## THE PROBLEM
Recast the lines below, from the one containing "--target rabbit --format" through the one containing "Provide the outline of every instance of the rabbit in", as a Markdown table with the columns Number and Line, leaving out any blank lines.
** START OF SUPPLIED DATA **
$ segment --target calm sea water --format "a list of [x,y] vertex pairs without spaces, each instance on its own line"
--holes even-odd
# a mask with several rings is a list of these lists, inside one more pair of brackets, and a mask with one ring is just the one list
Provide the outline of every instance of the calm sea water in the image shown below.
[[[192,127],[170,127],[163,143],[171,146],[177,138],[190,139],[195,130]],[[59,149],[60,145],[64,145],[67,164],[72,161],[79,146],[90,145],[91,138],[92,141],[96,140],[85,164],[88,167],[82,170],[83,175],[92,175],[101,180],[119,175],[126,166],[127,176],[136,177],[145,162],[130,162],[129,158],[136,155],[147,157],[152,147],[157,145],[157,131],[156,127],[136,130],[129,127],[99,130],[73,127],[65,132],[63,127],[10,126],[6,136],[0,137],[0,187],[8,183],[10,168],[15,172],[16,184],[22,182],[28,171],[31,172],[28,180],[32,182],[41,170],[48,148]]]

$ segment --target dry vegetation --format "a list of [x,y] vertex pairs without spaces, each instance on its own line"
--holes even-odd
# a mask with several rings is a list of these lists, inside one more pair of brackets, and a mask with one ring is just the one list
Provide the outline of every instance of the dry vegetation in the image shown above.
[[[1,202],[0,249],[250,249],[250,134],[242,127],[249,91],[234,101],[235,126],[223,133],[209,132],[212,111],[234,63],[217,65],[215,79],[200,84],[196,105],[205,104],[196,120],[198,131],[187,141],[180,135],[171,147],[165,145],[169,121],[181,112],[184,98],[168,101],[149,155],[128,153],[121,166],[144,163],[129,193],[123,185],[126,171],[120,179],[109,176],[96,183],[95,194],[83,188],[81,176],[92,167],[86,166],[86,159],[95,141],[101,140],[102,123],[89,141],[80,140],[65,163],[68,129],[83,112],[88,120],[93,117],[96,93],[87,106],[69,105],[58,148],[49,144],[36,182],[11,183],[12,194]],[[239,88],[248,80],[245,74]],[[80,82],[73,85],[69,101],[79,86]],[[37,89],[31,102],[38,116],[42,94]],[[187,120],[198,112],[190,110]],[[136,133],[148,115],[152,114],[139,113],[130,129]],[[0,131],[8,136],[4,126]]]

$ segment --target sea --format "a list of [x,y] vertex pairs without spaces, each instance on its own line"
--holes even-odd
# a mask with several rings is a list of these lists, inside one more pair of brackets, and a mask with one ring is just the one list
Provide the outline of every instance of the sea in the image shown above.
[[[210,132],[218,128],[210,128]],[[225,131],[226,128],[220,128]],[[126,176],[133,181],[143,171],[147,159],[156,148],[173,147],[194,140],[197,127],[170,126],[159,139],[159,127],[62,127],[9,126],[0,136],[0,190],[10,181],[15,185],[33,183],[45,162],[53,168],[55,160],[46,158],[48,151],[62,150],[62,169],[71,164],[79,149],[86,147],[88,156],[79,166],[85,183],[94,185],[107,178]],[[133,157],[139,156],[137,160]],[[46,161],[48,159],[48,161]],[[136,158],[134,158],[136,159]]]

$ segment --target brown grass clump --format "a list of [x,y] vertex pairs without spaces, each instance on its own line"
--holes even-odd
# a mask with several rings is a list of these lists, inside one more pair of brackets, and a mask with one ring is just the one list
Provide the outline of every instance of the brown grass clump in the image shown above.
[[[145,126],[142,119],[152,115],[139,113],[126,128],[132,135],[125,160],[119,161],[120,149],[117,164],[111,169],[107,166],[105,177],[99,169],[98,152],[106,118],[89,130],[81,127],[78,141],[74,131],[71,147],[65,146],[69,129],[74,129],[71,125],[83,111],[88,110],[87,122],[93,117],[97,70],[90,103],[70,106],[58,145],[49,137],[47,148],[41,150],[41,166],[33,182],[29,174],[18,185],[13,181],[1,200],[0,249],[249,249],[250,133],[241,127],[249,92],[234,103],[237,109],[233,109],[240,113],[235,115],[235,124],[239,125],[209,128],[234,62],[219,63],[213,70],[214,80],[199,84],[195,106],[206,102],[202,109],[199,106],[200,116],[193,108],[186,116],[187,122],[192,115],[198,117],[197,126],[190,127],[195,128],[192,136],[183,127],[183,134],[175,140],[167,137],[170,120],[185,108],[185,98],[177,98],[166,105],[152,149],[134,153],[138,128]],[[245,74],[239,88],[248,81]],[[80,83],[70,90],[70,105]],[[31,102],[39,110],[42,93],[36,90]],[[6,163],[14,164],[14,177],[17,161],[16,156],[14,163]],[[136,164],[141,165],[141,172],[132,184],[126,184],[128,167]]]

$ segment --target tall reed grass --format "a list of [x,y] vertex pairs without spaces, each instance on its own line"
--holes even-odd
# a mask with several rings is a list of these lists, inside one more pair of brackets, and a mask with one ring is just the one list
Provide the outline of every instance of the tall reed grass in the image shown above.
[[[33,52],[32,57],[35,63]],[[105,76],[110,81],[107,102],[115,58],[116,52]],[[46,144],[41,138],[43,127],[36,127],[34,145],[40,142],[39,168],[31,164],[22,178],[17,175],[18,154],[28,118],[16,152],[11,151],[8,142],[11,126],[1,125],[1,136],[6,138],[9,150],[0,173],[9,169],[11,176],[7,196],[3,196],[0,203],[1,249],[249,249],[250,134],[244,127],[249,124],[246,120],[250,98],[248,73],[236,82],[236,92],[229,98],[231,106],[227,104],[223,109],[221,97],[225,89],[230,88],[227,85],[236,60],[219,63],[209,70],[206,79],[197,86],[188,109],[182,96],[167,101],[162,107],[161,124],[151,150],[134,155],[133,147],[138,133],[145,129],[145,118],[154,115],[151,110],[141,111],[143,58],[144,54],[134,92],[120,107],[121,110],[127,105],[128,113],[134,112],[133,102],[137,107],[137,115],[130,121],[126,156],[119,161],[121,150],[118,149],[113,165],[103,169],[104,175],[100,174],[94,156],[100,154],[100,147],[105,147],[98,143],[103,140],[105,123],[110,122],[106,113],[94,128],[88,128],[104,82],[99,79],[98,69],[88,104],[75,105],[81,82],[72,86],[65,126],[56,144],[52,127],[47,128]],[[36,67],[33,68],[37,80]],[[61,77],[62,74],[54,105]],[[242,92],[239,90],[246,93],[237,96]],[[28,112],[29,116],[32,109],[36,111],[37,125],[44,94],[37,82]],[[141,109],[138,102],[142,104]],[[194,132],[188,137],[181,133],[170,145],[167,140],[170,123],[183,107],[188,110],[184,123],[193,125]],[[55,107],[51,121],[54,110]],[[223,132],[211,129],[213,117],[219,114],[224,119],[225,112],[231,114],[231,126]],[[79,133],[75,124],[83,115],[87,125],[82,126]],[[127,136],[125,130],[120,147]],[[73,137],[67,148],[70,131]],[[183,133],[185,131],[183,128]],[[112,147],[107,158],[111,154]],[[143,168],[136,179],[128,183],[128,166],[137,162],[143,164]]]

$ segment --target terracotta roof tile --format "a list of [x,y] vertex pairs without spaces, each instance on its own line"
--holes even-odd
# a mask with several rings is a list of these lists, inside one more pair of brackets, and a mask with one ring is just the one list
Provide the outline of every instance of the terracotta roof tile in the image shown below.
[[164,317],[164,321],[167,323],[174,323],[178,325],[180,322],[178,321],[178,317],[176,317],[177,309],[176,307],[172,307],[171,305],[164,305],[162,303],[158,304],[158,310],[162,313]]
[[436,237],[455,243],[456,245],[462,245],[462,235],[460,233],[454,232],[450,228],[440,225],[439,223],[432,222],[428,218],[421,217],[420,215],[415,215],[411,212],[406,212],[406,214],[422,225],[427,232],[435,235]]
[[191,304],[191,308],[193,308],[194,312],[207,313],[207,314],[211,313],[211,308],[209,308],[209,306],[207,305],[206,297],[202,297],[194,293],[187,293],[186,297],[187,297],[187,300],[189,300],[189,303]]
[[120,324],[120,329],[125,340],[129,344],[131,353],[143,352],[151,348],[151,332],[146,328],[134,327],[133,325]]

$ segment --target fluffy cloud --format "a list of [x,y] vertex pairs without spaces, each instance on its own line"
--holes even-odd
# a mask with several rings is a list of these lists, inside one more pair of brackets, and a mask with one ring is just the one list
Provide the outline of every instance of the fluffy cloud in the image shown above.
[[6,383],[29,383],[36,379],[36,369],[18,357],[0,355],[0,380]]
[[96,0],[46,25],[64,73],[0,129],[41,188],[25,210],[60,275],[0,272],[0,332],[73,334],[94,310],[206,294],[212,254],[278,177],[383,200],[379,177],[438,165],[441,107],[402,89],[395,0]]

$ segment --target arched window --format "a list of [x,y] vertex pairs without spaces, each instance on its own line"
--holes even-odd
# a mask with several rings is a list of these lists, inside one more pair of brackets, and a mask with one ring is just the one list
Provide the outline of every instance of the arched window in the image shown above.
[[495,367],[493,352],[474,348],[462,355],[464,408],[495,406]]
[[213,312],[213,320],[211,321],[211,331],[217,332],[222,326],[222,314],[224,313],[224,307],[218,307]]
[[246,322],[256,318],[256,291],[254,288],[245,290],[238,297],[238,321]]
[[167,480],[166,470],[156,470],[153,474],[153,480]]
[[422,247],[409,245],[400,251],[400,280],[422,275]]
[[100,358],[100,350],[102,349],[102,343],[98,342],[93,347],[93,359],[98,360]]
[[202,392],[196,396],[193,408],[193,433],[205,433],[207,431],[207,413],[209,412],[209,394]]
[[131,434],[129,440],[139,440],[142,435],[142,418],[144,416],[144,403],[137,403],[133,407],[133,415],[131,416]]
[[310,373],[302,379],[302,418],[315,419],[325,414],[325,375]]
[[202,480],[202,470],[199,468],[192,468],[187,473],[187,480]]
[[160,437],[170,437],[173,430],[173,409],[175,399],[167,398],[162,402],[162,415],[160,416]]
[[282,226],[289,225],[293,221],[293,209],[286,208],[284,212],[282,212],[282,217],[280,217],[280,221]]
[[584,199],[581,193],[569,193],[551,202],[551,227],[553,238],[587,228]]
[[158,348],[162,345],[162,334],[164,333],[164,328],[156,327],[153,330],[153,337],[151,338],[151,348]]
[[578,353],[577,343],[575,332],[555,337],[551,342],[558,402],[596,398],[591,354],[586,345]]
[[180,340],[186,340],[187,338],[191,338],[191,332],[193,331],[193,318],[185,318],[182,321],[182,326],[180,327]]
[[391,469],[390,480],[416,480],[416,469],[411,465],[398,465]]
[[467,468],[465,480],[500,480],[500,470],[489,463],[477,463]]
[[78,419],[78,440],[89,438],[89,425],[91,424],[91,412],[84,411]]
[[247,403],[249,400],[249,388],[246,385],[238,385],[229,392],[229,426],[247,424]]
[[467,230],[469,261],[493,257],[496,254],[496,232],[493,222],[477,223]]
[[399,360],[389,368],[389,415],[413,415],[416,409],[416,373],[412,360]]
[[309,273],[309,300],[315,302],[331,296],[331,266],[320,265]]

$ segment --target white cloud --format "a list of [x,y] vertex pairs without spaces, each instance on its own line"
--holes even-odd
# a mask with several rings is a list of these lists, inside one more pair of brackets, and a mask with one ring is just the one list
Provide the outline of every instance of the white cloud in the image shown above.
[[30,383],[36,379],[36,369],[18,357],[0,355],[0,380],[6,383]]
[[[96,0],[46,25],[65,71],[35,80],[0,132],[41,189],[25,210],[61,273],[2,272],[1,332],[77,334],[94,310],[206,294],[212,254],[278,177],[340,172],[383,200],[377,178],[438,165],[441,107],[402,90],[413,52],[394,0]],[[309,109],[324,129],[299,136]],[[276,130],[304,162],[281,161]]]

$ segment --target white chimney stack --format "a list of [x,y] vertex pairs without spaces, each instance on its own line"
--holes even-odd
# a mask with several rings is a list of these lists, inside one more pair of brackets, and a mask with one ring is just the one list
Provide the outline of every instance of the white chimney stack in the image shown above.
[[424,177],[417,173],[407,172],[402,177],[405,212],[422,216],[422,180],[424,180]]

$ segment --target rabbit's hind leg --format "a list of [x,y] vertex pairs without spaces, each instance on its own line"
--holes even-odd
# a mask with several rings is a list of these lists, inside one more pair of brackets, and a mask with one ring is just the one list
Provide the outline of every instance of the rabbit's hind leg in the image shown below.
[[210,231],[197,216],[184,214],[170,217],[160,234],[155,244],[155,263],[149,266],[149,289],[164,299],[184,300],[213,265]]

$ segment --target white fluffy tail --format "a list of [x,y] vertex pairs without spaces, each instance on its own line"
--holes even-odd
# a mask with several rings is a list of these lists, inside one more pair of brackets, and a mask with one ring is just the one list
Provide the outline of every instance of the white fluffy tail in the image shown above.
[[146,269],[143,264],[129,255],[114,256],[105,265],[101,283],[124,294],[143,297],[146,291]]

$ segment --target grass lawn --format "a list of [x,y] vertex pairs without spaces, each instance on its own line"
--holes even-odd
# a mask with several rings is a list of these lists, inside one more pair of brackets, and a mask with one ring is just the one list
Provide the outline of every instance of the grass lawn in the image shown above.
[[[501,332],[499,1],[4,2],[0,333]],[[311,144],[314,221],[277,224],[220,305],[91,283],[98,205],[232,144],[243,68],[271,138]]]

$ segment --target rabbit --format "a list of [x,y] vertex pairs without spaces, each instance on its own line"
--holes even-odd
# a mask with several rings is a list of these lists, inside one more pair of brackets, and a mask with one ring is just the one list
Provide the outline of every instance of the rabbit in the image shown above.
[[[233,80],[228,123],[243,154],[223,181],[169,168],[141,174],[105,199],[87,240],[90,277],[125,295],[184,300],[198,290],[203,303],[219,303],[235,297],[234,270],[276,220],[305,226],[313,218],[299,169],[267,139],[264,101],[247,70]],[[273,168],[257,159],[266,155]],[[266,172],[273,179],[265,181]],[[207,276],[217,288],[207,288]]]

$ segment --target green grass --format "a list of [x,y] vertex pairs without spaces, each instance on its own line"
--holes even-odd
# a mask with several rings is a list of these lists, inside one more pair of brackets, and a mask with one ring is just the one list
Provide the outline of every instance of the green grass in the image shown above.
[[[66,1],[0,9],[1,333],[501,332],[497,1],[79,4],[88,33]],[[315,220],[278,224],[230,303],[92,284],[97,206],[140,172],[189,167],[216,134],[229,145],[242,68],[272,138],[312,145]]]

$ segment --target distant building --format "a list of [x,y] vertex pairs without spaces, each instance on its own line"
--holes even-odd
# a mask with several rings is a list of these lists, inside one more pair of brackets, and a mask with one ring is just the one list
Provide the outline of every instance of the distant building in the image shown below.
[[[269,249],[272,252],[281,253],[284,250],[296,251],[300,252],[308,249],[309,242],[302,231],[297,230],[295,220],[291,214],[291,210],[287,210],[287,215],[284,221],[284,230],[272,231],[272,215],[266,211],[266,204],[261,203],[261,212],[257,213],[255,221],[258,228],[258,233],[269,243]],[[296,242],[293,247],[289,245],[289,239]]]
** END OF SUPPLIED DATA **
## SOLUTION FOR THIS TASK
| Number | Line |
|---|---|
| 1 | $ segment --target rabbit --format "a list of [x,y] vertex pairs without spaces, each instance on its own line" |
| 2 | --holes even-odd |
| 3 | # a mask with several rings is a list of these lists, inside one more pair of brackets, and a mask with one ring is just the one list |
| 4 | Provide the outline of every instance of the rabbit in the image shown above. |